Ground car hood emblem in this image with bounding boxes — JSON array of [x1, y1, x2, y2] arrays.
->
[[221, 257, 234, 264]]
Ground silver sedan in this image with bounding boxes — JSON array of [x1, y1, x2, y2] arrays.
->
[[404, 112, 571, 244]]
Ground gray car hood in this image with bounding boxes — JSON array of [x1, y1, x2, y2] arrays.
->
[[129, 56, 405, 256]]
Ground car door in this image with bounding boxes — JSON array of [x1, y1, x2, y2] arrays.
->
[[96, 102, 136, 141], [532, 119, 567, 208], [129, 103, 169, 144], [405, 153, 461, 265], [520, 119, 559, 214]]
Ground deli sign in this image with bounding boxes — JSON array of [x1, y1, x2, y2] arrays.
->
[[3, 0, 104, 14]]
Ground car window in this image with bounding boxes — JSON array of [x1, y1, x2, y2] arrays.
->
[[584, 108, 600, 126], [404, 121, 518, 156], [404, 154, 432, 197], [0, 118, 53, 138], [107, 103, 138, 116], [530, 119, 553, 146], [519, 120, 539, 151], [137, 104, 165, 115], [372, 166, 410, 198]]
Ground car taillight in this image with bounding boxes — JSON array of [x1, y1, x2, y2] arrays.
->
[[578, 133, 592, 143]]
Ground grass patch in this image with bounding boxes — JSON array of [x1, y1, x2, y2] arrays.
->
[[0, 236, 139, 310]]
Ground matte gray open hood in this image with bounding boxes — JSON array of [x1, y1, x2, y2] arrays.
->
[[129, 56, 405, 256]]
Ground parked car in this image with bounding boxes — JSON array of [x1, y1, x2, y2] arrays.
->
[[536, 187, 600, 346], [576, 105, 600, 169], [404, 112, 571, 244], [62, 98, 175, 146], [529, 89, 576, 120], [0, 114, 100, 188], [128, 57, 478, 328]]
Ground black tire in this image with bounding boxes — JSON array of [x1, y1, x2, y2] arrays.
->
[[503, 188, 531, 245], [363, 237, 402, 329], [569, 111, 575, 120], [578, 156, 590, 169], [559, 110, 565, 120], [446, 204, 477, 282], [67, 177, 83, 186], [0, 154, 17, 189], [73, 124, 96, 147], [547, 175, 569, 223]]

### TASK DETAILS
From the records above, pull every line that carries the word "gray".

### EXPECTED ANSWER
Ground gray car hood in this image with bounding boxes — JSON array of [x1, y1, x2, y2] arrays.
Ground matte gray open hood in this image with bounding boxes — JSON array of [x1, y1, x2, y2] arrays.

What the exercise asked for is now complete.